## INSTRUCTIONS TO FOLLOW:
From the line that includes "the pot rim" to the last line of the data, quote each line precisely; both boundary lines belong in the answer.

++++ SUPPLIED MATERIAL

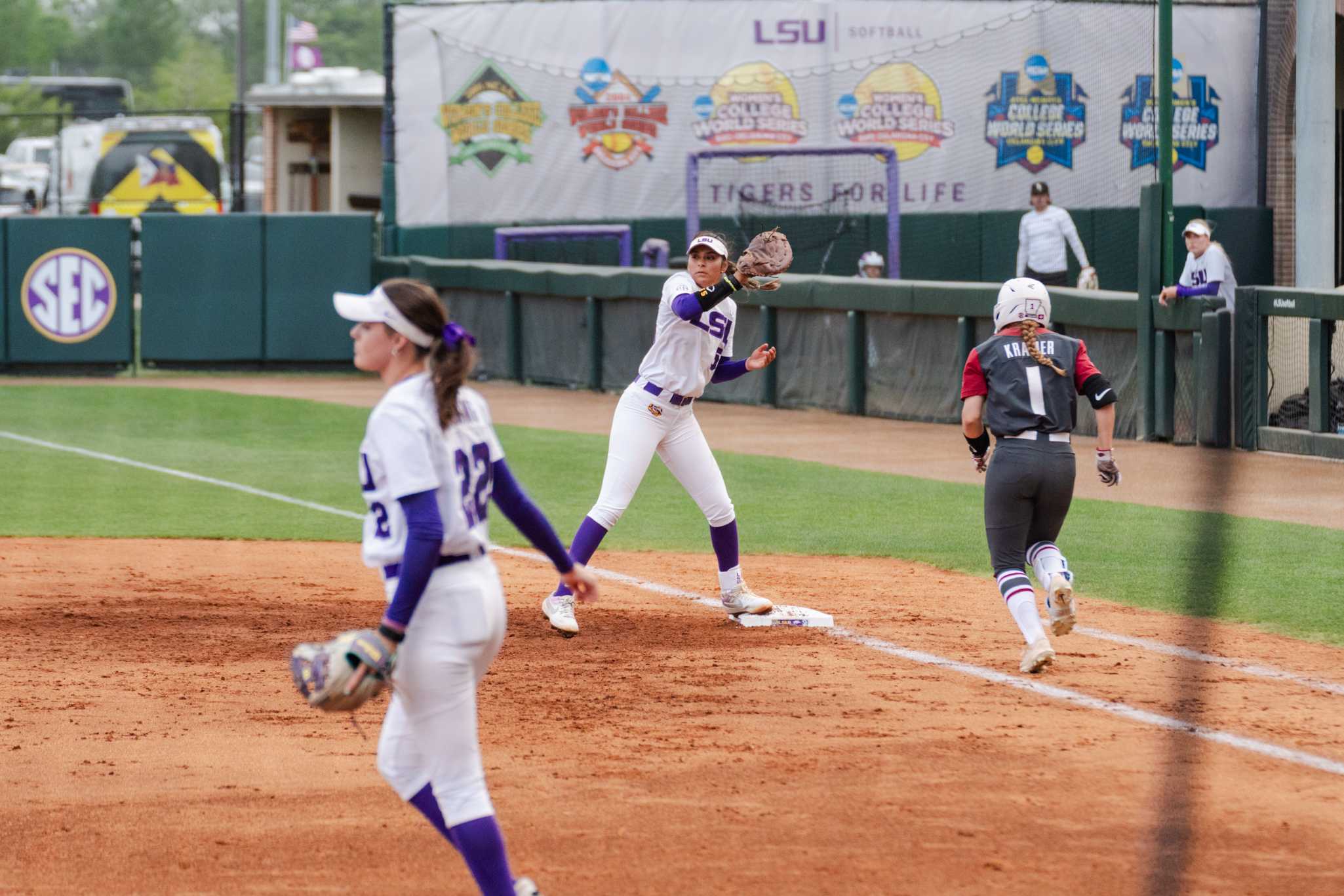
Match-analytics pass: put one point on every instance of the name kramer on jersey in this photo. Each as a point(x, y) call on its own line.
point(1019, 348)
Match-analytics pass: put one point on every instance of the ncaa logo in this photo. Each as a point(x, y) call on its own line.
point(69, 294)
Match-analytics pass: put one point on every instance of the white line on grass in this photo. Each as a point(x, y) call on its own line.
point(194, 477)
point(1235, 665)
point(1125, 711)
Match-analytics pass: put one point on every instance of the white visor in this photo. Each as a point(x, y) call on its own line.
point(377, 308)
point(717, 245)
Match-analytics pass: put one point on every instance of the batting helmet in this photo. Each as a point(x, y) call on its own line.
point(1022, 299)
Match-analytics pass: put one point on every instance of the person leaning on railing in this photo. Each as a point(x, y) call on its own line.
point(1208, 272)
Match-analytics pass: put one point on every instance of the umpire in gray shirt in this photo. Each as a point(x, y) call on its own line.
point(1040, 241)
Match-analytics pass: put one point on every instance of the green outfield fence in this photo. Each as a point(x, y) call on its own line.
point(216, 289)
point(882, 348)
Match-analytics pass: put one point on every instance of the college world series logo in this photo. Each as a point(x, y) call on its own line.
point(1035, 117)
point(490, 121)
point(750, 105)
point(616, 120)
point(897, 104)
point(1194, 120)
point(69, 294)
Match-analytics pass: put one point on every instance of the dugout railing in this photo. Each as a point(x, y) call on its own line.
point(879, 348)
point(1291, 355)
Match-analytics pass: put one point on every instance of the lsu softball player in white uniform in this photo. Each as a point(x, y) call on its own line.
point(429, 465)
point(692, 347)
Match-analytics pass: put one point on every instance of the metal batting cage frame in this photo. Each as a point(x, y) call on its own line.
point(886, 153)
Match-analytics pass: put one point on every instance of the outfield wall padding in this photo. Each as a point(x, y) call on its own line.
point(202, 288)
point(306, 260)
point(28, 241)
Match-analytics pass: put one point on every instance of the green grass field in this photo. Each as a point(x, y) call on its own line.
point(308, 450)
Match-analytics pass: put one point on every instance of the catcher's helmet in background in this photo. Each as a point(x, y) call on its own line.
point(1022, 299)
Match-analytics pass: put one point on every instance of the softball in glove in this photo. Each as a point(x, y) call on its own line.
point(323, 671)
point(769, 254)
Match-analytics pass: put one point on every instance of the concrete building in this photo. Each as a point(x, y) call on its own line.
point(321, 140)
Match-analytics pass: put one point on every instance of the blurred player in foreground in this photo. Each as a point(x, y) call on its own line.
point(1025, 381)
point(429, 467)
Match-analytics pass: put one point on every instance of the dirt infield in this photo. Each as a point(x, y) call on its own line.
point(153, 745)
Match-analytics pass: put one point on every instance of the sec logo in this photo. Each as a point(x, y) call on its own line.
point(69, 294)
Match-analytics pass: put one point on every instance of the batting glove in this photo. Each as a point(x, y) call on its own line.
point(1107, 468)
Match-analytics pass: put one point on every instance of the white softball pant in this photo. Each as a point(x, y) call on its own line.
point(637, 431)
point(429, 734)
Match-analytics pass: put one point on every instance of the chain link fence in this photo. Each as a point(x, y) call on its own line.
point(58, 165)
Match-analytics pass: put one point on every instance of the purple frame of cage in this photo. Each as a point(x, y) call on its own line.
point(692, 183)
point(505, 235)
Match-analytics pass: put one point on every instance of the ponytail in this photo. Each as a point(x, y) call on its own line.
point(450, 360)
point(449, 366)
point(1029, 336)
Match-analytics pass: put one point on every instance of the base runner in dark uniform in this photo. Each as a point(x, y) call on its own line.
point(1025, 382)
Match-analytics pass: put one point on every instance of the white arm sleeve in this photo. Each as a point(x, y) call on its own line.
point(1070, 233)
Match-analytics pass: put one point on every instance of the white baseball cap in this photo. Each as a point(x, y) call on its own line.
point(377, 308)
point(713, 242)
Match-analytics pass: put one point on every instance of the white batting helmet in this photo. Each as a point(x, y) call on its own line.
point(1022, 299)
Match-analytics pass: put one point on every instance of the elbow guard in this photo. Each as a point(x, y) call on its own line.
point(1098, 391)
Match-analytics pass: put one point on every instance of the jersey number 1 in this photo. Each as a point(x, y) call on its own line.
point(475, 473)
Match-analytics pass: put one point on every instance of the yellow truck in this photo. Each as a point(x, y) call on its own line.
point(157, 165)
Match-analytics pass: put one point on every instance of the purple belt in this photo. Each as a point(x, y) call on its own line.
point(394, 570)
point(654, 389)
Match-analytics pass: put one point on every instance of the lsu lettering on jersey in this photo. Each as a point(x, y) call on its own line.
point(1208, 267)
point(405, 452)
point(1022, 394)
point(684, 354)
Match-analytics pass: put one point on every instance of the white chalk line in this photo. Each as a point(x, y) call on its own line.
point(1235, 665)
point(1121, 710)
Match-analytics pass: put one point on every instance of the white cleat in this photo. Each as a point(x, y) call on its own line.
point(559, 610)
point(1038, 656)
point(1059, 602)
point(743, 600)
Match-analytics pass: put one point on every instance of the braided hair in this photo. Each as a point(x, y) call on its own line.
point(448, 366)
point(1029, 336)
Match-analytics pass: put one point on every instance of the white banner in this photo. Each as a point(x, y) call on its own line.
point(562, 112)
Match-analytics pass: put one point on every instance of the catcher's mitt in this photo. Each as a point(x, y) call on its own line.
point(323, 671)
point(769, 254)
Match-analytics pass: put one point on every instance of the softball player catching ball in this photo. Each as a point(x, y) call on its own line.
point(692, 347)
point(429, 465)
point(1025, 379)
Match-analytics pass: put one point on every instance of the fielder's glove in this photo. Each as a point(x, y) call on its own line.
point(1107, 468)
point(323, 671)
point(769, 254)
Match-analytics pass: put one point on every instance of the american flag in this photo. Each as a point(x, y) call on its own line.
point(303, 33)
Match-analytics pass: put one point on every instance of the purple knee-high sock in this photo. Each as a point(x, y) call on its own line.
point(481, 846)
point(585, 546)
point(724, 540)
point(425, 802)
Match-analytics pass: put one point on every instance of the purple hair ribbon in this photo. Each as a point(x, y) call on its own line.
point(453, 334)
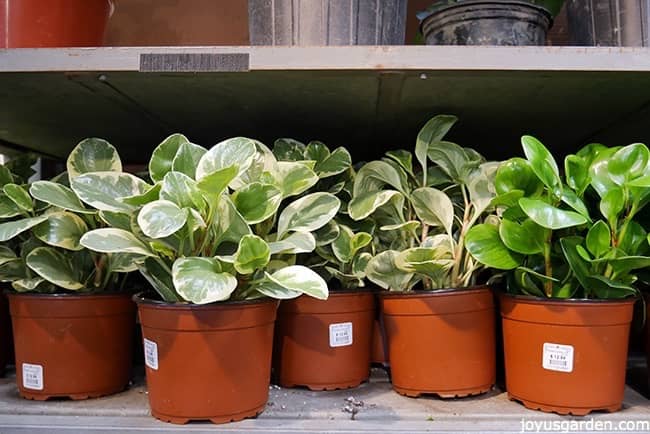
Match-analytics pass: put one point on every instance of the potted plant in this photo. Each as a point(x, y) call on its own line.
point(325, 344)
point(218, 245)
point(572, 247)
point(439, 326)
point(72, 323)
point(488, 22)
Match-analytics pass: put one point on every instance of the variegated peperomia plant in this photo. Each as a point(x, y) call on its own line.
point(342, 244)
point(424, 213)
point(214, 224)
point(43, 223)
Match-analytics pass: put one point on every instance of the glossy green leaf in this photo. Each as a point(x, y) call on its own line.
point(58, 195)
point(161, 219)
point(309, 213)
point(54, 267)
point(103, 190)
point(549, 216)
point(93, 155)
point(485, 245)
point(61, 229)
point(201, 281)
point(112, 240)
point(19, 196)
point(433, 207)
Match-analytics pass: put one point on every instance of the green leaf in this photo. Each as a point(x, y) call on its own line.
point(289, 150)
point(382, 271)
point(598, 239)
point(201, 281)
point(527, 238)
point(61, 229)
point(162, 158)
point(237, 151)
point(433, 207)
point(58, 195)
point(485, 245)
point(365, 204)
point(541, 162)
point(103, 190)
point(54, 267)
point(308, 213)
point(549, 216)
point(290, 282)
point(19, 196)
point(256, 202)
point(187, 158)
point(253, 253)
point(161, 219)
point(337, 162)
point(433, 131)
point(295, 177)
point(182, 190)
point(296, 242)
point(8, 230)
point(93, 155)
point(112, 240)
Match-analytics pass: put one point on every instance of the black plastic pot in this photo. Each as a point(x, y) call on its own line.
point(482, 22)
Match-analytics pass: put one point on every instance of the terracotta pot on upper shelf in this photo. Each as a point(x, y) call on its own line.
point(440, 342)
point(73, 346)
point(325, 344)
point(53, 23)
point(207, 362)
point(566, 356)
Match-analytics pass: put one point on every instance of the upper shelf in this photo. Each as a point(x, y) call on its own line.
point(368, 98)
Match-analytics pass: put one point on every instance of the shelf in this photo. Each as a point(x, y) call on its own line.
point(367, 98)
point(298, 411)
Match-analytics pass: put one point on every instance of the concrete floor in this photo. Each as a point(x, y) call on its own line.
point(378, 409)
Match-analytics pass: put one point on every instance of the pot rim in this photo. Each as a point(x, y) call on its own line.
point(435, 292)
point(564, 301)
point(141, 299)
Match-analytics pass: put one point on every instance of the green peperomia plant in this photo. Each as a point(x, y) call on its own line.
point(215, 224)
point(42, 226)
point(341, 246)
point(571, 236)
point(424, 213)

++++++++

## ANSWER SECTION:
Match-analytics pass: put one point on every instance of the pot rim in this photo. Each as a point(x, y) call on its own line.
point(435, 292)
point(564, 301)
point(141, 299)
Match-analytics pass: put one point on every instance of the green peperomia plant in this photo. Each as a point(x, y) call on its own line.
point(215, 224)
point(42, 226)
point(341, 246)
point(571, 236)
point(424, 213)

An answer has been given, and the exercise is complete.